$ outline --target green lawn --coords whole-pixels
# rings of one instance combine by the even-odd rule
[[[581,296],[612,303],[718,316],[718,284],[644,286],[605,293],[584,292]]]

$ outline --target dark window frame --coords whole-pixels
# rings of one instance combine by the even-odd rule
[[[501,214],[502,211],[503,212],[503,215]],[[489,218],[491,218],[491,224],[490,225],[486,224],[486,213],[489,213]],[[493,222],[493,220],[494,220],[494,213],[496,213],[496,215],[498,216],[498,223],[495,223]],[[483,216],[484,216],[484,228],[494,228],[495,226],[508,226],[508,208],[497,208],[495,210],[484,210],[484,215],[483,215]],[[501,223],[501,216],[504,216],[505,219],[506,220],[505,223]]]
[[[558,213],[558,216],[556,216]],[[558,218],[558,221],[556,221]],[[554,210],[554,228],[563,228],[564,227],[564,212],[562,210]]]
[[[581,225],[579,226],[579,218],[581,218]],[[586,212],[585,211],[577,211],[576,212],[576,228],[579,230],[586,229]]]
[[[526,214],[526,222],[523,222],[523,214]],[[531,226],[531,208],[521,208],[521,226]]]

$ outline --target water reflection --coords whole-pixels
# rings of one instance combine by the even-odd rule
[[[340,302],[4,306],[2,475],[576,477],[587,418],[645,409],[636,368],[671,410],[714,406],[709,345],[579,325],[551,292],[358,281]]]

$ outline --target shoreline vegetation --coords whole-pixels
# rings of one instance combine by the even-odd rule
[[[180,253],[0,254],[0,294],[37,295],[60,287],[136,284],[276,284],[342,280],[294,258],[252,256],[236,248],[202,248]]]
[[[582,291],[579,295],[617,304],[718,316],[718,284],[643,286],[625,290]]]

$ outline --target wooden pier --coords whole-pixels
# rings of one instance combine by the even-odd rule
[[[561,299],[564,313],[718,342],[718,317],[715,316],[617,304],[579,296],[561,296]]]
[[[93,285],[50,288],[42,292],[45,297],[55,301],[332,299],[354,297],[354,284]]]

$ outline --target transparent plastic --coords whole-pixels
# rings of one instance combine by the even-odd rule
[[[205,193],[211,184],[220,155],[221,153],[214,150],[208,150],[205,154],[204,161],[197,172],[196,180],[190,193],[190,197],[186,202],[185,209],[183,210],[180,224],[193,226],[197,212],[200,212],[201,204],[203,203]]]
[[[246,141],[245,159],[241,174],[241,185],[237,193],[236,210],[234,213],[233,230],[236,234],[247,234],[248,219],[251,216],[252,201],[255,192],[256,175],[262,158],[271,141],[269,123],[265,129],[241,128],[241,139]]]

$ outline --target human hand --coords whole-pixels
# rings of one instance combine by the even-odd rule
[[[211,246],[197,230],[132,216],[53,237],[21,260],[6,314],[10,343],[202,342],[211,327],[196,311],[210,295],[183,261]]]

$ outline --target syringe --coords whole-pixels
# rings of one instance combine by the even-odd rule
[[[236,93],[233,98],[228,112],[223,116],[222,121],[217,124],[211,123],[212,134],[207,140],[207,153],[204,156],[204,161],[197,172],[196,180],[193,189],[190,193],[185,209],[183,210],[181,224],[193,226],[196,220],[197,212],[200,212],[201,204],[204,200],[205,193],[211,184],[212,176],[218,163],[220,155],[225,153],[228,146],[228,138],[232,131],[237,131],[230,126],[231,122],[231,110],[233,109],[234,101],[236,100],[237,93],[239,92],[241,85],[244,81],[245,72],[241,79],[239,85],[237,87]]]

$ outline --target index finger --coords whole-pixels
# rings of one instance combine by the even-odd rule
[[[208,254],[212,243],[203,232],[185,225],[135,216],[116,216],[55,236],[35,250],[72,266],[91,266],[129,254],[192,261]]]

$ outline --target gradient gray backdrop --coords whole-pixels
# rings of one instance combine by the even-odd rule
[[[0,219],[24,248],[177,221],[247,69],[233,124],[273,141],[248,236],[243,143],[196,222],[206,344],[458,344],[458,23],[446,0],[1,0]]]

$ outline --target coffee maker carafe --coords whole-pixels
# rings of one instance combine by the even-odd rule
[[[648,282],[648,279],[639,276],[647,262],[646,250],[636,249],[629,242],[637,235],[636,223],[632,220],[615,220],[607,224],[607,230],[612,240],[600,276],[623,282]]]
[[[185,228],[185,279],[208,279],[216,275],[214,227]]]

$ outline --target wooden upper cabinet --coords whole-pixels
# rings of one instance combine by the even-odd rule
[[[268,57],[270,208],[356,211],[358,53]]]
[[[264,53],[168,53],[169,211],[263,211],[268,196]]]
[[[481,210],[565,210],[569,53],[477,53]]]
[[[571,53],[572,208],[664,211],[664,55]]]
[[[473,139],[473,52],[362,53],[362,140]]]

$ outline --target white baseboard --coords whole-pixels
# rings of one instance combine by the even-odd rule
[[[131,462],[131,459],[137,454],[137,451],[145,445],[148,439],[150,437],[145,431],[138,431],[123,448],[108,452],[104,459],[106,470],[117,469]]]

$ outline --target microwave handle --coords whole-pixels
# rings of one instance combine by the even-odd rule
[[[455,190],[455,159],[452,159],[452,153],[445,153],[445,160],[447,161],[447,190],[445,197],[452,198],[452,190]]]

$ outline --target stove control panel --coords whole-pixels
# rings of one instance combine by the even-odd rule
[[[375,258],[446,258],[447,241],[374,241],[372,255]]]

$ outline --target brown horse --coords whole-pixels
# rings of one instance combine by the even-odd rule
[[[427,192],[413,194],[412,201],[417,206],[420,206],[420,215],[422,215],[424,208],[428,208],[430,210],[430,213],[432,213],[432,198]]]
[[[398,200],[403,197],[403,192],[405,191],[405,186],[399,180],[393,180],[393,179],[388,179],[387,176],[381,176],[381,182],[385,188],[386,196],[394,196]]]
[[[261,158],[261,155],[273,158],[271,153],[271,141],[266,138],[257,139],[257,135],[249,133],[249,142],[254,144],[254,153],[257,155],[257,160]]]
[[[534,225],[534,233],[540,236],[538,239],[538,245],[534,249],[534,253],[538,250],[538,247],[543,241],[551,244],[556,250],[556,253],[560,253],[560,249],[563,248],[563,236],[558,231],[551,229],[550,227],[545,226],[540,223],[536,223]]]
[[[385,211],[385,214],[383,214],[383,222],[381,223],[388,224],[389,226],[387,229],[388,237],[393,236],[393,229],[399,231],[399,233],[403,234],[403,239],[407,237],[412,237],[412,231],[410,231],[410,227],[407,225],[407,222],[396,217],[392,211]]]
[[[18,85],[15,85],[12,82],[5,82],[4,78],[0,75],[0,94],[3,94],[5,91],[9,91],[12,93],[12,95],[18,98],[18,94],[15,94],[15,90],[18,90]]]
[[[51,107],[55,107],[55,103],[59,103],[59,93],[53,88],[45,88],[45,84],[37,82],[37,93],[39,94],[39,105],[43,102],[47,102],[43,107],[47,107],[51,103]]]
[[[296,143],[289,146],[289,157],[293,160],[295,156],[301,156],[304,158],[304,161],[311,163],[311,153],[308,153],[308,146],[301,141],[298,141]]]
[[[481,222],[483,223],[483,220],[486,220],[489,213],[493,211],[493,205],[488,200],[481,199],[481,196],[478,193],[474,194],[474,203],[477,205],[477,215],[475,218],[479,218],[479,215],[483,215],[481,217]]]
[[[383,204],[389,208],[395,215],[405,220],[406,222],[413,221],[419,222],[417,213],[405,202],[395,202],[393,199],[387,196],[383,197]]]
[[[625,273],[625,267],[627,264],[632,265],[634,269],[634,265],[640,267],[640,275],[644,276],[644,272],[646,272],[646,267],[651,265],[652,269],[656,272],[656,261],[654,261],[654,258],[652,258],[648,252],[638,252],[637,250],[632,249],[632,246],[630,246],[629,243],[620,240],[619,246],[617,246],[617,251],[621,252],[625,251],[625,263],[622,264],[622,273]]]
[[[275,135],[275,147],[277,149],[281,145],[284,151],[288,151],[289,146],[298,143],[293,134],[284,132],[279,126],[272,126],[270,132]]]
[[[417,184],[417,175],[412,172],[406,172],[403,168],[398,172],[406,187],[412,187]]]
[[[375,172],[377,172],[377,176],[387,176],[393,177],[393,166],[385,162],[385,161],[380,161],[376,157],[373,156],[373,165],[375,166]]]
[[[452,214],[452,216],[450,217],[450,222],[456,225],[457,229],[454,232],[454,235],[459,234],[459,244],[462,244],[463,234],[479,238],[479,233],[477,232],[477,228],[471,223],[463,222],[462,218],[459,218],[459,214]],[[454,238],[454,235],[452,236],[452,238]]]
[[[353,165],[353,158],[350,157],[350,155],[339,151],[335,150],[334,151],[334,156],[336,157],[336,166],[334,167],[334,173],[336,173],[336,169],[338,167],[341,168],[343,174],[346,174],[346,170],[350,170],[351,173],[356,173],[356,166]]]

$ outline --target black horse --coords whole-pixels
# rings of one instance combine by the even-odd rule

— AIM OF THE TASK —
Count the lines in the records that contain the string "horse" with matching case, and reply with only the number.

— RESULT OF THIS TASK —
2